## Goal of the exercise
Give the data again, word for word.

(Records contained in a dataset)

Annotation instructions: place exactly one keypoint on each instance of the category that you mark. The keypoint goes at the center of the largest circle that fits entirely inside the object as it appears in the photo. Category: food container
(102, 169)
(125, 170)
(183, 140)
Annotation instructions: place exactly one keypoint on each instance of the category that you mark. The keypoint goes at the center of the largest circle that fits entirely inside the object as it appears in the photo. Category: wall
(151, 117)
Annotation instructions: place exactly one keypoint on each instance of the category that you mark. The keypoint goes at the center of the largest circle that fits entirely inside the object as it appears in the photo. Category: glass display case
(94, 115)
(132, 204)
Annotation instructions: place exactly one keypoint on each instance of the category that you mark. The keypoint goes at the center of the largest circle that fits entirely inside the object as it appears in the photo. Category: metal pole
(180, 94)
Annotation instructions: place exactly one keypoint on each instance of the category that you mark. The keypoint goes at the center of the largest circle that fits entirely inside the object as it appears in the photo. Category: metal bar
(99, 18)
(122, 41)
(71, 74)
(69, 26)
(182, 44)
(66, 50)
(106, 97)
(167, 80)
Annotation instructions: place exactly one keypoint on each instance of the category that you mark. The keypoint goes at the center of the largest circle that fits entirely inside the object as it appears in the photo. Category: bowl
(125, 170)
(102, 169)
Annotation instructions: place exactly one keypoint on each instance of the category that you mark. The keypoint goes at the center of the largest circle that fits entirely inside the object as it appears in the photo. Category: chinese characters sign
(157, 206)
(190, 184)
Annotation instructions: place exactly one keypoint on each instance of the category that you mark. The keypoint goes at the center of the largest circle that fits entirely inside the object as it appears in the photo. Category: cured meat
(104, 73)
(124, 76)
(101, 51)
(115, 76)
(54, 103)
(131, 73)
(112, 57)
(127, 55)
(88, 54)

## Worked solution
Annotation instructions: place exactly one keypoint on each instance of the category that you mark. The keypoint goes at the center of the largest circle that fits entirely inside the object as it appears in the photo. Category: food container
(102, 169)
(125, 170)
(183, 140)
Annotation instructions: place exactly one keypoint on each instance of the category that you mark. The keypoint goes at the center of the largest circle that fits entirely inside the object as it appears in the photo. Category: wall
(151, 117)
Annotation instructions: place exactly one keypoint on each instance of the category that you mark. The keypoint goes at the center of the largest circle that fits entirely inside the object as it appears in the photo. Category: glass display case
(94, 115)
(132, 204)
Annotation instructions: place exactly one keypoint on each instance of the category that you mark. The keypoint goes at the center of the largest circle that fits entirely inside the object as it appears in the photo. Category: metal pole
(180, 94)
Annotation instructions: place exactly one keypoint on each instance of the category that you mark. The keypoint goes at the center of the largest circle that fits entirely inside the object as it appears in the photo. Category: metal bar
(99, 18)
(122, 41)
(71, 74)
(69, 26)
(182, 44)
(66, 50)
(106, 97)
(167, 80)
Annotation instructions: place exactly one keypoint on each instance of the category that you mark. The keypoint goes at the center of the largest circle that fits entirely inside the object as it appears in the photo. Category: bowl
(125, 170)
(102, 169)
Annotation instructions: place exactly one keypoint on each instance of the category that you mark. The keypoint goes at the center of the largest circle that fits entirely inside the object as it appears in the photo. Category: chinese characters sign
(157, 206)
(190, 184)
Annotation instructions: place exactly one keypoint on each instance of the category that you mark. The keypoint goes at the center of the largest circle that fits entirely inside the object as it appears in the photo. Category: cured meat
(104, 73)
(124, 76)
(101, 51)
(115, 76)
(54, 103)
(131, 73)
(112, 57)
(127, 55)
(88, 54)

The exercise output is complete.